### Document excerpt

# 2 Channel Room Needs Treatment



## z3scott (Sep 30, 2010)

Hello Bryan and other interested parties. I would like to post some pertinent REW charts to begin analyzing and correcting my "man cave" 2 channel room which is dire need of some treatment. I am interested in bass trapping, diffusion and reflection treating in fairly bare room.

What REW charts are useful to start the discussion, SPL and Waterfall? In what range? My speakers are getting usable output into the low 30Hz range in room.

I am using REW with a RadioShack analog meter (from my reading may not be useful much higher than 3k) if that is helpful to know.

I also have a very rough layout of the room (using Paint).

I have been playing with REW and various seating locations as well, (basically distance from the back wall).


----------



## Dale Rasco (Apr 11, 2009)

SPL and frequency response will help as will the diagram. Just save as a JPEG with at about 600-800 MP wide. You have to make five posts before being able to upload.


----------



## z3scott (Sep 30, 2010)

I just uploaded some jpg images although I think they aren't ready to attach yet. This will be my 5th post anyway. I think I actually had access to posting images by virtue of my donating status.

I'm a bit rusty on forum protocols so have to figure the system out for attaching them when they are ready.

I have a room layout and 3 waterfalls and 3 spl graphs from different listening position distances.

Thanks


----------



## Dale Rasco (Apr 11, 2009)

Sorry Scott, I missed the Gold Supporter title. You should be able to post the pics by putting in the url and wrapping it with


----------



## z3scott (Sep 30, 2010)

Ok I'll try this again...

Here is the room layout








Three different listening positions 











































I find it interesting that prior to my getting a hold of REW I gravitated closer to the rear wall listening position due to the filling in or smoothing of the bass response that the graph's clearly show. However too close and the boom/echo is muddying up things.

The room is totally untreated except for a 8'x10' rug so it has quite a lot of slap echo.

I have pretty free reign on what I can get away with in this room. One consideration is that we will eventually be putting sofa/hide-a-bed against the rear wall for emergency guest overflow and probably for me on occasion.

I plan on properly testing as I incorporate room treatments to verify and optimize with guidance from folks.

I am also curious as to the effect of the large closet. There is over an inch gap between the hardwood floor and the bottom of the doors is this effecting things as well?

Thanks,
Scott


----------



## Dale Rasco (Apr 11, 2009)

Are you using any type of sub EQ like an AntiMode or Behringer DSP1124?


----------



## z3scott (Sep 30, 2010)

No I'm not using any EQ and would prefer not to add it at least at this point in my 2 channel setup. I think I'd like to take things as far as I can correcting the room issues passively first.

I am aware if them and may be checking them out for my home theater where I'm running dual subs.


----------



## bpape (Sep 14, 2006)

Ideally, you'd be just under 6' from the rear wall to seated ear position. I know that seems close to the speakers but you have plenty of space behind them unless they're something special that requires that much distance. What are the speakers?

Waterfall is fine. Can you post a FR that has 5db increments on the left and runs from say 20-300Hz on the X axis?

Bryan


----------



## z3scott (Sep 30, 2010)

### Extracted entries
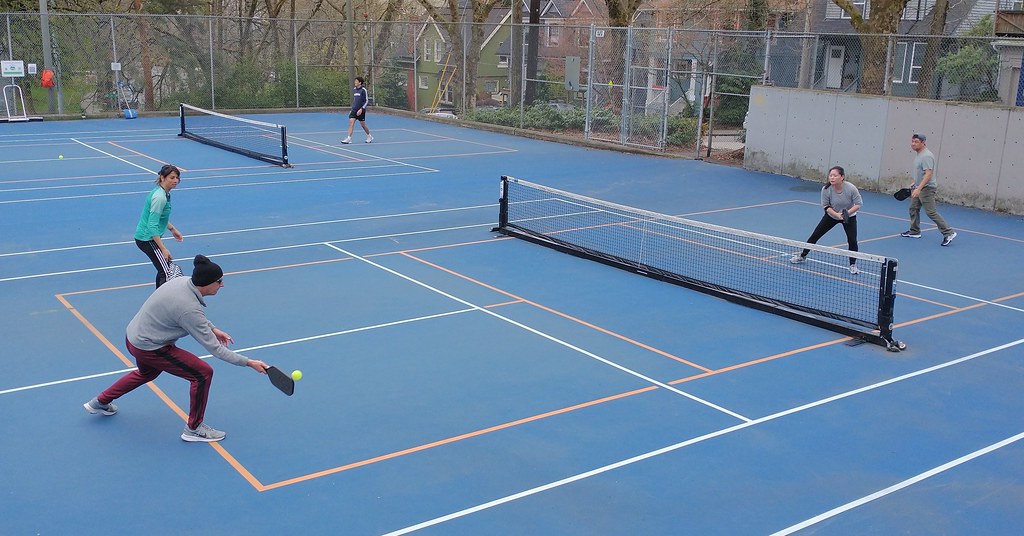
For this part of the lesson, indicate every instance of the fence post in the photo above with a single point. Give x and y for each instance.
(117, 74)
(887, 86)
(590, 81)
(213, 94)
(624, 123)
(668, 93)
(295, 55)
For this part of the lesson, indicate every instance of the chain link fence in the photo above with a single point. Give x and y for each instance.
(667, 89)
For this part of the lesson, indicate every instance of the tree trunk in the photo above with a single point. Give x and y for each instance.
(933, 49)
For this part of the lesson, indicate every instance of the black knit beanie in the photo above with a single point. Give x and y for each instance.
(205, 272)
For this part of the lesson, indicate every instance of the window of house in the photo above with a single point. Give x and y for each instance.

### What is asked
- 1) List the username of every person who posts in the forum thread about treating a 2 channel room.
- 2) Extend the forum thread about treating a 2 channel room, starting from the point where it stops.
The items come from a different source than the forum thread.

### Task responses
- 1) z3scott, Dale Rasco, bpape

- 2)
Hi Bryan, the speakers are Reference 3A Episode they are rear ported which can be problematic getting too close to a wall. They typically seem to need some breathing room to blossom in sound stage depth. Manufacturer recommends pulling them out into the room. But I'm willing to try things. 

The back of the speakers are about 38" from the wall. I might be able to squeeze them back about a foot or so, maybe slightly more. I neglected to show a corner glass shelf system that holds a printer and a my sat receiver in the back left (top right corner on drawing).There are two stacked Power Var transformers that take ac off from dedicated lines that take up some space on the floor next to the turntable. The right speaker (bottom right on drawing) has my VPI record cleaner behind it also. I'll have to doctor the room drawing to reflect these items.

Are you requesting a waterfall of any of the specific distance adjusted or all three?

Thanks


----------



## z3scott (Sep 30, 2010)

Here's the revised room layout with additional items along back wall behind speakers

Note this drawing isn't to scale!


----------



## bpape (Sep 14, 2006)

More concerned with FR from a seating and speaker position perspective. Then we can look at the waterfall from an overall decay time perspective.


----------



## z3scott (Sep 30, 2010)

Here are the revised fr graphs per your 5db increment from 20-300Hz. I have included additional distances I tested at with the speakers at 38" from the wall.









































I did move the speakers back just to listen at 26" and definitely have the sound stage depth shrinking noticeably. I crude listening tells me I need them out at 33" minimum. I now have them at 34" and moved them to 29 1/2" off sidewalls. I haven't measured at this point.

Not to jump to any conclusions so early in this but wouldn't some treatment behind the speakers help to allow me to move the speakers back closer to the rear wall.

I'll do measurements with the speakers in this new location.

Thank, Scott


----------



## z3scott (Sep 30, 2010)

Bryan I have been moving things around and extrapolated your 6' to fit dimensions of the speaker locations. Tash at Ref 3A suggests 1.1-1.2 x speaker separation to lp distance. When I had the speakers in a monster room up north we settled on 8' apart with the listening position 9-10' away. That room was substantially larger and the ceiling was 10', the rear wall behind the speakers was 4-5' away and the wall behind the lp was about 12-14'.

Following are some fr graphs with the speakers 65" apart 27" from the wall and 37" from the side walls.

















That's all I'll be able to work on for a few days.


----------



## bpape (Sep 14, 2006)

Just to be clear. Did you move seating distance and speaker location at the same time for those 2 measurements or just the rear wall seating location?


----------



## z3scott (Sep 30, 2010)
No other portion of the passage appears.